■ Text under study ■
RIT researcher blogs for Psychology Today

In his first posting, Dr. Laurence Sugarman gave readers of his online blog at Psychology Today a sense of his approach to helping children with anxiety.

As a pediatrician in Rochester, Sugarman told how he felt ill-equipped to deal with the behavioral problems of the children he treated.

“It seemed to me it was high time to revolutionize health and care by teaching children how they change their minds,” wrote Sugarman, in his introductory mid-May blog.

Sugarman, who since 2011 has been a research professor and director of the Center for Applied Psychophysiology and Self-Regulation at Rochester Institute of Technology, has been in the forefront of using what he calls “self-regulation” and biofeedback for children and adolescents with autism.

Psychology Today senior editor Jennifer Bleyer invited Sugarman to write an online blog about children and self-regulation after RIT told her about his work.

■ The task ■
Name every organization mentioned in the RIT article, counting an organization named both in full and by abbreviation only once. Rely only on the RIT article for everything here.

■ Record extracts ■

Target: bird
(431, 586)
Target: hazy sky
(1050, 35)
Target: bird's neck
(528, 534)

■ Task answer ■
Psychology Today; Rochester Institute of Technology (RIT); Center for Applied Psychophysiology and Self-Regulation